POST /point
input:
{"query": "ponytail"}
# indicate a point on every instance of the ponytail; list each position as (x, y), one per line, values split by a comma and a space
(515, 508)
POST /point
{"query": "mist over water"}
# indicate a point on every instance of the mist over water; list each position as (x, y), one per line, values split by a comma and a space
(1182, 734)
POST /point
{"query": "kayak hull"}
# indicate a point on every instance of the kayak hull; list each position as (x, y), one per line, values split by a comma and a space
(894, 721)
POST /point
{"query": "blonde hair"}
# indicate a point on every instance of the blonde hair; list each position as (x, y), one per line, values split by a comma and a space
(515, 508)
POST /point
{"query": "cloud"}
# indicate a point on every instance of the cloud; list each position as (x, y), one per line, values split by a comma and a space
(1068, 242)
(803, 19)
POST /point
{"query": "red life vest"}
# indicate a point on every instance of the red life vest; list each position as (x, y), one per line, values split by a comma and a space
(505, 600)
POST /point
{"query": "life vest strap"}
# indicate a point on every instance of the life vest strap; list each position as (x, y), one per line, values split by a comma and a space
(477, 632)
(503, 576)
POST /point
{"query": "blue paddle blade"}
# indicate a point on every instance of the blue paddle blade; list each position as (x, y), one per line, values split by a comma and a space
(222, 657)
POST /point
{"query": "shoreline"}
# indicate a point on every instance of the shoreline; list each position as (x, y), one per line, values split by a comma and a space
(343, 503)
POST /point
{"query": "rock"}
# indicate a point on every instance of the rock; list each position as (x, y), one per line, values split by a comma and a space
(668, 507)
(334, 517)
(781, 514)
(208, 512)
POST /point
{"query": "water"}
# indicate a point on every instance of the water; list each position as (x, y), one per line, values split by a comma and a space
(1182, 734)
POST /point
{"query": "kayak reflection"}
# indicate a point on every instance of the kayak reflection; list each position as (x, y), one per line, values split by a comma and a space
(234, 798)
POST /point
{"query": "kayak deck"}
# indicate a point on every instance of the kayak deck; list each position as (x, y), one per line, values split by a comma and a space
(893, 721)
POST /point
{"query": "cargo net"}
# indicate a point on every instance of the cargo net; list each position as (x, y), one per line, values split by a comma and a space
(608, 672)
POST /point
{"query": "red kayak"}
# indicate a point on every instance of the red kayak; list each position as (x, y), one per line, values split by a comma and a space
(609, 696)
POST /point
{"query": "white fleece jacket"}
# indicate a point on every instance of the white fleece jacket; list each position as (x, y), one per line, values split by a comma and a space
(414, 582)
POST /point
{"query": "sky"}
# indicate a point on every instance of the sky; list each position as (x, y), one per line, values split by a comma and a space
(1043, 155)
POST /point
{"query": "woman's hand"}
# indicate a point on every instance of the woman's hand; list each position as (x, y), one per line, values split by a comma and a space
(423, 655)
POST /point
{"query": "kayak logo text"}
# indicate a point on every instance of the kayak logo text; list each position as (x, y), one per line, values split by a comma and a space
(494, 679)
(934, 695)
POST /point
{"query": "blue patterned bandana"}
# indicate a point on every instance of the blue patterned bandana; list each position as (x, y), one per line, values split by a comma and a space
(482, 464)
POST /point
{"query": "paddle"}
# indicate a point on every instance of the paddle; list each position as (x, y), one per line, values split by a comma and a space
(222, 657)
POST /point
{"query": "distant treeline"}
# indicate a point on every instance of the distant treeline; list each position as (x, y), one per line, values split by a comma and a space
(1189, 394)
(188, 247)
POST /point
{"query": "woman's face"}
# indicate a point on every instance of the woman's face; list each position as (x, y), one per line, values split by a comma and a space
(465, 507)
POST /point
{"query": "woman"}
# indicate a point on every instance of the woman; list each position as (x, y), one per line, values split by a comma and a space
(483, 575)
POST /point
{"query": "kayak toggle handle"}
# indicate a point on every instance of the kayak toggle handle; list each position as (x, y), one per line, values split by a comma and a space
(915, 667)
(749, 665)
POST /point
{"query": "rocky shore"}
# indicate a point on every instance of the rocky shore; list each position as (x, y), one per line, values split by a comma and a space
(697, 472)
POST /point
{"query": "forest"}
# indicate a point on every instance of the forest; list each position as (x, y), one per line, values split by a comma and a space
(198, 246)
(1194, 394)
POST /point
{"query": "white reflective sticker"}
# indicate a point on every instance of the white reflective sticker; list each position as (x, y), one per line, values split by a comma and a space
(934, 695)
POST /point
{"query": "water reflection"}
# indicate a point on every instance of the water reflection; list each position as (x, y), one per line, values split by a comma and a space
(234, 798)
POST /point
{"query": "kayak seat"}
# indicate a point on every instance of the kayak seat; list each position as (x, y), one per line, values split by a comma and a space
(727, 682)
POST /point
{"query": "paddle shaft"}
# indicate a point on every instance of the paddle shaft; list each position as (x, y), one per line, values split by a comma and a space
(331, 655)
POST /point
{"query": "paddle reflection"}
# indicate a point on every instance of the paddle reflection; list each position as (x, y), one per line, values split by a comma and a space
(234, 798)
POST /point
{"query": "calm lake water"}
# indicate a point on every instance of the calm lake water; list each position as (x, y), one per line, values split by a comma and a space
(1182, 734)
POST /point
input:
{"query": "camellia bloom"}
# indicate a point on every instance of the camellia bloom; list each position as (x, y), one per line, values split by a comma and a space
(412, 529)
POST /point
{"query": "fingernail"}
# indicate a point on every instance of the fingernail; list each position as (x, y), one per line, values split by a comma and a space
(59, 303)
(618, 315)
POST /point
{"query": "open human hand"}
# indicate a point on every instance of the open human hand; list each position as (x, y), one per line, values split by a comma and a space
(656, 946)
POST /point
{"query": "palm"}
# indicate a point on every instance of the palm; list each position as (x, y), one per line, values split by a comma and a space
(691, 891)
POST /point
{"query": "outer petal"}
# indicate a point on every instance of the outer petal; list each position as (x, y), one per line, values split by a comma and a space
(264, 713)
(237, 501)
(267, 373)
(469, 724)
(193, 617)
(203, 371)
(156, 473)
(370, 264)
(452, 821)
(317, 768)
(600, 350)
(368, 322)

• • •

**ABOUT THIS TASK:** Every line in the records has to be written out again exactly.

**TASK ANSWER:**
POST /point
input:
{"query": "ponytail"}
# indicate a point on every instance of the ponytail; list each position as (x, y), one per line, values split by a comma and a space
(515, 508)
POST /point
{"query": "mist over water"}
# indicate a point on every instance of the mist over water; list each position as (x, y), one per line, values split by a comma and a space
(1182, 734)
POST /point
{"query": "kayak hull"}
# indicate a point on every instance of the kayak hull; list each position as (x, y), one per line, values split by a comma and a space
(894, 721)
POST /point
{"query": "blonde hair"}
# indicate a point on every instance of the blonde hair; list each position as (x, y), one per line, values split by a comma and a space
(515, 508)
POST /point
{"query": "cloud"}
# indicate a point on every instance of the cloud; list each position as (x, y), one per line, values split by a comma and a space
(1068, 242)
(803, 19)
POST /point
{"query": "red life vest"}
# indicate a point on every instance of the red life vest; list each position as (x, y), one per line, values split by a comma and a space
(505, 600)
POST /point
{"query": "life vest strap"}
# indicate a point on every instance of the life vest strap; list each position as (x, y), one per line, values split by a comma and a space
(477, 632)
(503, 576)
POST /point
{"query": "blue paddle blade"}
# indicate a point on every instance of the blue paddle blade; list each position as (x, y), one per line, values split by a comma and a space
(222, 657)
POST /point
{"query": "shoreline"}
# indicate a point on every instance of the shoreline; list each position as (x, y), one per line, values split by a comma and a space
(343, 503)
POST /point
{"query": "rock"}
# indicate a point on every instance of the rock; list each position as (x, y), one per line, values split by a comma and a space
(668, 507)
(334, 517)
(781, 514)
(208, 512)
POST /point
{"query": "water"}
# indicate a point on every instance of the water; list each position as (x, y), one per line, values split by a comma and a space
(1182, 734)
POST /point
{"query": "kayak reflection"}
# indicate a point on every instance of the kayak reflection; list each position as (x, y), one per line, values split by a comma and a space
(234, 798)
POST /point
{"query": "kayak deck"}
# indicate a point on every instance of the kayak deck; list each position as (x, y), one per line, values split by a comma and a space
(893, 721)
POST /point
{"query": "cargo net"}
# indicate a point on every instance of the cargo net; list each position as (x, y), one per line, values split by a comma and a space
(608, 672)
POST /point
{"query": "red kayak"}
# indicate a point on every instance of the red kayak; list each position as (x, y), one per line, values split by a comma and a space
(609, 696)
POST /point
{"query": "white fleece jacket"}
# indicate a point on every instance of the white fleece jacket; list each position as (x, y), one per line, values split by a comma and a space
(414, 582)
POST /point
{"query": "sky"}
# indicate a point on every instance of the sky; list each position as (x, y), one per line, values split by a comma and a space
(1043, 155)
POST /point
{"query": "woman's hand"}
# indicate a point on every instance of the woman's hand; list each position as (x, y), one per line, values split by a comma and a space
(423, 655)
POST /point
{"query": "kayak logo text"}
# indicate a point on every instance of the kayak logo text; list each position as (x, y), one per line, values split by a comma and a space
(494, 679)
(934, 695)
POST /point
{"query": "blue patterned bandana"}
# indicate a point on every instance of the blue patterned bandana; list each position as (x, y), one per line, values split by a comma and a space
(482, 464)
POST /point
{"query": "paddle"}
# indicate a point on every instance of the paddle; list each position as (x, y), one per line, values split by a comma and a space
(222, 657)
POST /point
{"query": "distant treeline"}
# indicate a point on every instance of the distant treeline; list each position as (x, y), one per line, values split by a comma and a space
(1189, 394)
(188, 247)
POST /point
{"query": "woman's face"}
# indicate a point on every instance of the woman's face; list each position as (x, y), one per line, values split by a comma and a space
(465, 507)
POST /point
{"query": "woman"}
# indicate a point on every instance of the woman; list each position as (x, y), one per line, values split by a comma and a space
(483, 575)
POST /point
{"query": "kayak toggle handle"}
# indicate a point on every instance of the kayak toggle handle; list each position as (x, y), one per line, values split by a comma and a space
(915, 667)
(749, 665)
POST /point
{"query": "rocky shore"}
# indicate a point on every instance of the rocky shore; list each position as (x, y), one per line, values split by a comma and a space
(697, 472)
POST /point
{"query": "forest"}
# indicate a point on every instance of the forest; list each position as (x, y), one per line, values split by a comma and a space
(198, 246)
(1194, 394)
POST /point
{"query": "white reflective sticker"}
# indicate a point on every instance of the white reflective sticker; list each position as (x, y), one per line, values split by a comma and a space
(934, 695)
POST /point
{"query": "water reflection"}
# indicate a point on every instance of the water reflection; list each position as (x, y), one per line, values split by a comma and a space
(234, 798)
POST /point
{"query": "kayak seat"}
# indicate a point on every instance of the kayak seat; list each position as (x, y), one per line, values split by a comma and a space
(727, 682)
POST /point
{"query": "paddle shaft"}
# indicate a point on every instance of the paddle shaft; list each position as (x, y), one per line, values split by a comma and a space
(331, 655)
POST /point
{"query": "paddle reflection"}
# indicate a point on every instance of the paddle reflection; list each position as (x, y), one per line, values split by a comma and a space
(234, 798)
POST /point
{"query": "calm lake water"}
# indicate a point on every instance of the calm lake water; list each position as (x, y), one per line, values split by a comma and a space
(1182, 734)
POST /point
input:
{"query": "camellia bloom"}
# indicate a point on every instance of the camellia bloom; list each position as (x, y), one per line, values split by a comma and a space
(412, 529)
POST /point
{"query": "fingernail"}
# indicate a point on every instance of the fingernail; list each position as (x, y), one per line, values split by a comma and a space
(59, 303)
(618, 315)
POST /point
{"query": "open human hand"}
# indicate a point on every instance of the open human hand; list each position as (x, y), one per line, values split by a comma and a space
(656, 946)
POST /point
{"query": "palm"}
# indicate a point on every instance of the palm; list each position as (x, y), one per line, values split by a comma and a space
(691, 891)
POST /point
{"query": "outer petal"}
# indicate a point on every instance of the outer petal; list each position as (x, y), one per line, values split by a comma and a space
(264, 713)
(237, 501)
(267, 373)
(469, 724)
(193, 617)
(203, 371)
(156, 473)
(370, 264)
(452, 821)
(317, 768)
(600, 350)
(368, 322)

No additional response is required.